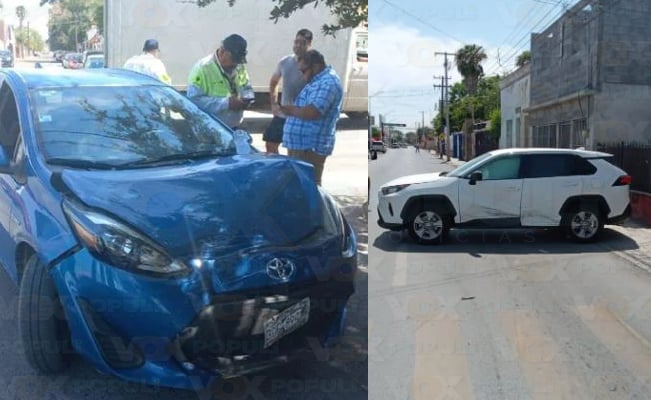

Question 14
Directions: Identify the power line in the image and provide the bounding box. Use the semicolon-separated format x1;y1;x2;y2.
488;3;565;75
383;0;464;44
497;1;543;50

--------------------------------------------------

Exercise goal — Locate every line in the entries above that contains the string "Identify" and copy each such line in full. Matches must agree in case.

Response to the exercise —
Directions: Identify the power line in the image and provide the bounding box. Use the semicolon-separated format x1;y1;x2;y2.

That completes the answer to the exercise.